DATASET ENTRIES:
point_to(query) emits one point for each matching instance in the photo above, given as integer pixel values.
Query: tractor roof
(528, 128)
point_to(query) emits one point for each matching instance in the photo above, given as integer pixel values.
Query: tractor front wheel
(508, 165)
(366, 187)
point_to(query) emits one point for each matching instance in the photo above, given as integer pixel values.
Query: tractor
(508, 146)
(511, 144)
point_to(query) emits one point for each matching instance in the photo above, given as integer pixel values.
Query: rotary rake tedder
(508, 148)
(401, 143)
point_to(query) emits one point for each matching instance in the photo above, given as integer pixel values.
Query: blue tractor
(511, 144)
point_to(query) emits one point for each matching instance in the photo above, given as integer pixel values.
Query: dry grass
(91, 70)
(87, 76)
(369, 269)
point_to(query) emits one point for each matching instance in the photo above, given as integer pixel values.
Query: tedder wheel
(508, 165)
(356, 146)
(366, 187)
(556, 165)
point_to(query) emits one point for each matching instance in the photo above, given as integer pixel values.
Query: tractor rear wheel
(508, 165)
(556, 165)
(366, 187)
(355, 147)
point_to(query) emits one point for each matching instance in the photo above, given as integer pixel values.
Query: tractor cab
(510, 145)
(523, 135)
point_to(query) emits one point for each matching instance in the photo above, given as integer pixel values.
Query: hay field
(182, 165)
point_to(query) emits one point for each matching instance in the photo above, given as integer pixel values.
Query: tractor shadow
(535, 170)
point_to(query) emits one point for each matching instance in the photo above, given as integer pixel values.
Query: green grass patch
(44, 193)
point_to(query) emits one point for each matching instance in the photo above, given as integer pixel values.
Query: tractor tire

...

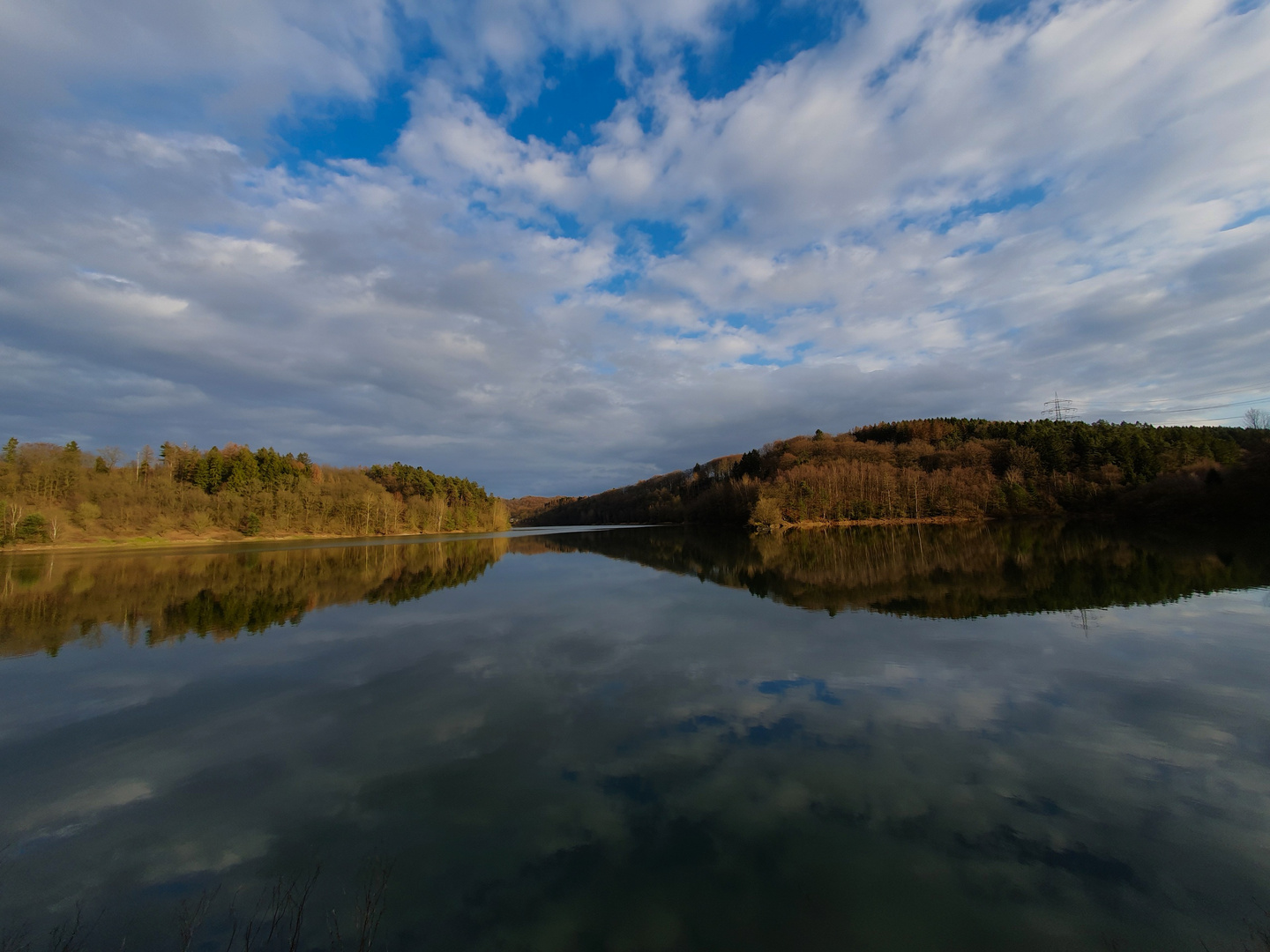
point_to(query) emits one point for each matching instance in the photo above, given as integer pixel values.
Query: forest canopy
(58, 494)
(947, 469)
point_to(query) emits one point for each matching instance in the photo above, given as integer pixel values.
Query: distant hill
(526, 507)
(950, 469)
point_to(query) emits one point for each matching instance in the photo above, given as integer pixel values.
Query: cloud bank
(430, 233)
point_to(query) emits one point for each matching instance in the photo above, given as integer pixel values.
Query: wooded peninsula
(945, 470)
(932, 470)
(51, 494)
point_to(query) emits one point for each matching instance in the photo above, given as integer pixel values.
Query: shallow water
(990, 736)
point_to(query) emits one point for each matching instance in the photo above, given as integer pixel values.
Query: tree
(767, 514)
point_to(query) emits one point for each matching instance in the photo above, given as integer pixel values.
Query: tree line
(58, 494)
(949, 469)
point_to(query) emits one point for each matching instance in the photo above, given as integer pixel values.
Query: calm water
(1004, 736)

...

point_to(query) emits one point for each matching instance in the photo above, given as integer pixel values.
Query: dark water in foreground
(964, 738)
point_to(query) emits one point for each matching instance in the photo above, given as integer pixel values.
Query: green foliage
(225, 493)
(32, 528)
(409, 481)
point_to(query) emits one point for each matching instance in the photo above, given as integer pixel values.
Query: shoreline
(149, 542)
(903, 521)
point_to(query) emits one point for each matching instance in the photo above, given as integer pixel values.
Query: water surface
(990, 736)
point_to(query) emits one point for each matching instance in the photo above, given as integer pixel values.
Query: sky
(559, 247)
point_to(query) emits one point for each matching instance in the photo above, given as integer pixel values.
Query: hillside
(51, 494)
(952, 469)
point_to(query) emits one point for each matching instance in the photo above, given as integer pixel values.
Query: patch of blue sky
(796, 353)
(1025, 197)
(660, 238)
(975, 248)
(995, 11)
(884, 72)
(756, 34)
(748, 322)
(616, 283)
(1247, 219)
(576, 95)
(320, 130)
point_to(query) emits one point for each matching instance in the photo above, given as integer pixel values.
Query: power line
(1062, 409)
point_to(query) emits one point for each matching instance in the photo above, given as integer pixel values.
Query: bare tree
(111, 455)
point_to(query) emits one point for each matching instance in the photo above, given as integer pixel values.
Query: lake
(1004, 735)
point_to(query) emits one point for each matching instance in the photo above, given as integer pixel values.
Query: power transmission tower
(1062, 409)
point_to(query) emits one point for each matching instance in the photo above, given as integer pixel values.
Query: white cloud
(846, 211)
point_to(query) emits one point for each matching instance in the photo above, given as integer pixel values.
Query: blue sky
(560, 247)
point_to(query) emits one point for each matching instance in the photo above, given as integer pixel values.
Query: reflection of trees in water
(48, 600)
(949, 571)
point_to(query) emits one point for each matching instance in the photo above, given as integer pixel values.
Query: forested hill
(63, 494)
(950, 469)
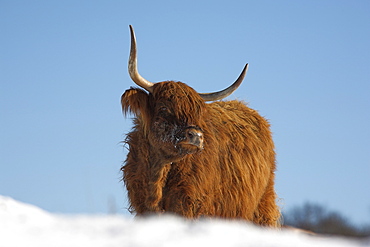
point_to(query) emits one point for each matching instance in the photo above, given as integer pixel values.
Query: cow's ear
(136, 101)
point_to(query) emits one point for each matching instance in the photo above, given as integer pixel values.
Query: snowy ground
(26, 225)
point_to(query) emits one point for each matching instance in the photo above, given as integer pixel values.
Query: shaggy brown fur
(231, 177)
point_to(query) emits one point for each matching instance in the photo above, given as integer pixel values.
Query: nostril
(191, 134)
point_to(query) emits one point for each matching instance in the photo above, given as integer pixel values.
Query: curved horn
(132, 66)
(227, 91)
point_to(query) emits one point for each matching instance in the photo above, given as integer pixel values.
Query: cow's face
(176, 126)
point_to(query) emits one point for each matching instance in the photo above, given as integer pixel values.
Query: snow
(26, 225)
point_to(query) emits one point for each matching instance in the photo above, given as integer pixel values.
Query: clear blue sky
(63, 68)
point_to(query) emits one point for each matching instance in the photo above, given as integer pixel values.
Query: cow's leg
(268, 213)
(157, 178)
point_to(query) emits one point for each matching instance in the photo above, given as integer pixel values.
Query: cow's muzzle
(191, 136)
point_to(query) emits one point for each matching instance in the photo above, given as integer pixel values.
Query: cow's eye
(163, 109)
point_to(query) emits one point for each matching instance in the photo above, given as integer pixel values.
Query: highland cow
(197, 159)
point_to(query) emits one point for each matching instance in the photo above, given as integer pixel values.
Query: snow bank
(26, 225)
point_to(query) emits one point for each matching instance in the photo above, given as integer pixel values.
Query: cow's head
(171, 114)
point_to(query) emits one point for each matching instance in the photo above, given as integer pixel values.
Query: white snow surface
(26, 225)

EXERCISE BRIEF: Return exactly the lines above from the line that has "Query: blue tractor" through the line that has "Query: tractor tire", inclusive, and nothing else.

EXPECTED ANSWER:
Query: blue tractor
(511, 144)
point_to(query) emits one point for each matching instance in the photo above, given as integer pixel values.
Query: dry grass
(91, 70)
(87, 76)
(369, 269)
point_to(query) emits one point for each matching instance in the photo above, given as integer pixel values.
Query: tedder wheel
(508, 165)
(356, 146)
(366, 187)
(556, 165)
point_to(query) emits one point for each matching instance in the photo above, given as integer pixel values.
Query: tractor rear wheel
(508, 165)
(556, 165)
(366, 187)
(355, 147)
point_to(query) emits one point for each matching instance in the photo above, given as integer pixel values.
Query: tractor cab
(510, 145)
(523, 135)
point_to(query) emits one point for each matching instance in the photo above, given as integer pixel values.
Query: hay field
(182, 165)
point_to(query) emits one point for each matching instance in the photo above, given as integer pixel values.
Query: tractor shadow
(535, 170)
point_to(query) emits one point for each matching instance in the photo above, given as integer pixel values.
Query: green grass patch
(44, 193)
point_to(query) emits one point for each matching instance in the photo above, given as integer pixel values.
Query: tractor tire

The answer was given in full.